Instructions for the task: Line by line, transcribe all of the entries exactly.
[Opening Material provided section]
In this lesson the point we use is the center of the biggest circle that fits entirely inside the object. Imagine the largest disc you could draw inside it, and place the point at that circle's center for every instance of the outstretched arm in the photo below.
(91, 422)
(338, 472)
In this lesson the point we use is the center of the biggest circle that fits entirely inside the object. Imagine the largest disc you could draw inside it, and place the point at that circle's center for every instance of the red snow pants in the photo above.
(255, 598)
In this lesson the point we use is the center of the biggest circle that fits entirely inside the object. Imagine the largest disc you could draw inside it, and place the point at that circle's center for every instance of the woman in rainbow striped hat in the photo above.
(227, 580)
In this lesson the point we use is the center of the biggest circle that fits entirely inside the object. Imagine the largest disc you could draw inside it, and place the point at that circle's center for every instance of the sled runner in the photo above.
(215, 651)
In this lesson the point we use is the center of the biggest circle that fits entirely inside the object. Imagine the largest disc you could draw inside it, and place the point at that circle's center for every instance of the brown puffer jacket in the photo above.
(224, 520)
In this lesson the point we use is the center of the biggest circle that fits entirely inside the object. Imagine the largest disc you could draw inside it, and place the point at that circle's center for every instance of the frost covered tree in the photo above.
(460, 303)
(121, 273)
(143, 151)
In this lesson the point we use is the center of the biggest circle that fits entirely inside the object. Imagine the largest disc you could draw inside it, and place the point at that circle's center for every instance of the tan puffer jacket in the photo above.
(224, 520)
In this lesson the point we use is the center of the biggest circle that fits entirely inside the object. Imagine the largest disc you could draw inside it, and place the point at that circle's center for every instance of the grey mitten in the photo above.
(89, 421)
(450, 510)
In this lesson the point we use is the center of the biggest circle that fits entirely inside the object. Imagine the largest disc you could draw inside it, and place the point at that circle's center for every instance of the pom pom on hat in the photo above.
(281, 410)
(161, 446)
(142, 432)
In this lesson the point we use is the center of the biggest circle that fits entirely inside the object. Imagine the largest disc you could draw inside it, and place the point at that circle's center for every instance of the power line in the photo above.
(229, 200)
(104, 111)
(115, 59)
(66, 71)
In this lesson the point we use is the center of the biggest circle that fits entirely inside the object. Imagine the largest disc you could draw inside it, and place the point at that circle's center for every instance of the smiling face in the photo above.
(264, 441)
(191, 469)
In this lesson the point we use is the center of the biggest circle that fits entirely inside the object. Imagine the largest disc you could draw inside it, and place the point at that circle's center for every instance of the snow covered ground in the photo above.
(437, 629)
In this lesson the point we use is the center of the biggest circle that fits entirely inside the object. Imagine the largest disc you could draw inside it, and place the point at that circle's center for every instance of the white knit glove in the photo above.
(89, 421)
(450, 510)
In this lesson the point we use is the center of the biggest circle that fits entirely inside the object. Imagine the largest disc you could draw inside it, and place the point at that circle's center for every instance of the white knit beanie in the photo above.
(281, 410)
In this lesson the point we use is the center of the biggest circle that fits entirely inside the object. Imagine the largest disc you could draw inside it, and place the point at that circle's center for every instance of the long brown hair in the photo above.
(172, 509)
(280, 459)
[Closing Material provided section]
Your solution:
In this lesson the point we use is the center of the biggest circle that fits entirely inside the object. Imagine the largest disc you could draw inside it, and place the point at that circle's center for every instance of the outstretched arm in the photo below.
(91, 422)
(338, 472)
In this lesson the point we use is the center of the biggest circle that fits entirely inside the object. Imagine the largest disc you could draw inside it, and place the point at that circle's center for every instance of the red snow pants in the photo above.
(255, 598)
In this lesson the point we use is the center of the biggest circle that fits entirely inside the object. Imagine the largest disc you could draw inside it, and place the point at that circle's center for every instance of the woman in rainbow striped hat in the photo above.
(227, 580)
In this lesson the point we use is the center of the biggest circle that fits entirely inside the object. Imagine the largest disc you could draw inside it, and place the point at that circle's center for every instance of the sled runner in the photo above.
(215, 651)
In this lesson the point we use is the center of the biggest circle that fits entirely inside the object. Imagine the largest disc you could draw inside it, and place the point at that circle's center for every instance of the brown puffer jacket in the photo above.
(224, 520)
In this lesson the point we use is the center of the biggest circle that fits entirely inside the object. Imagine the largest disc you could draw inside it, and place the point at that circle's center for every instance of the frost covered tree in the photo above.
(460, 303)
(121, 273)
(143, 151)
In this lesson the point we use is the center of the biggest circle that fits entirely inside the object. Imagine the largest disc you could draw inside it, and place the point at that circle's center for every instance of the tan puffer jacket in the photo above.
(224, 520)
In this lesson the point we use is the center of the biggest circle that fits entirely inside the object. Imagine the largest disc you could draw inside it, and place the point at that circle's center for every instance of the grey mitten in the photo above.
(89, 421)
(450, 510)
In this lesson the point we use is the center of the biggest circle that fits entirely inside the object. Imagine the largest disc you could draw inside it, and place the point at that circle's center for every instance of the pom pom on hat in the photo above.
(281, 410)
(161, 446)
(142, 432)
In this lesson the point we use is the center of the biggest circle that fits entirely inside the object. Imagine the largest disc you could draw inside it, and place the point at that circle's center for every instance of the power line in the photo above.
(229, 200)
(104, 111)
(115, 59)
(66, 71)
In this lesson the point we use is the center of the biggest circle that fits entirely inside the object. Imagine the largest disc you could draw inside it, and place the point at that circle's center for every instance of the smiling face in the photo above.
(264, 441)
(191, 469)
In this lesson the point we use is the center of the biggest circle that fits entirely inside the object. Imagine the largest disc you could draw inside it, and place the point at that circle's center for every instance of the snow covered ground in the photo above.
(437, 629)
In this lesson the point we use is the center of the biggest circle that fits entirely inside the object. Imagine the largest disc you could draw inside it, and place the point at that circle's center for every instance of the white knit glove in the photo above.
(89, 421)
(450, 510)
In this lesson the point we use is the center of the biggest circle that fits entirely inside the object. Imagine the largest disc you could draw inside it, and place the point at that circle's center for every instance of the white knit beanie in the photo above.
(281, 410)
In this lesson the point we use is the center of the biggest circle that fits entirely inside the object. Imagine the largest disc you could draw inside it, and place the point at that circle's center for every instance of the long brown hair in the photo above.
(172, 509)
(280, 459)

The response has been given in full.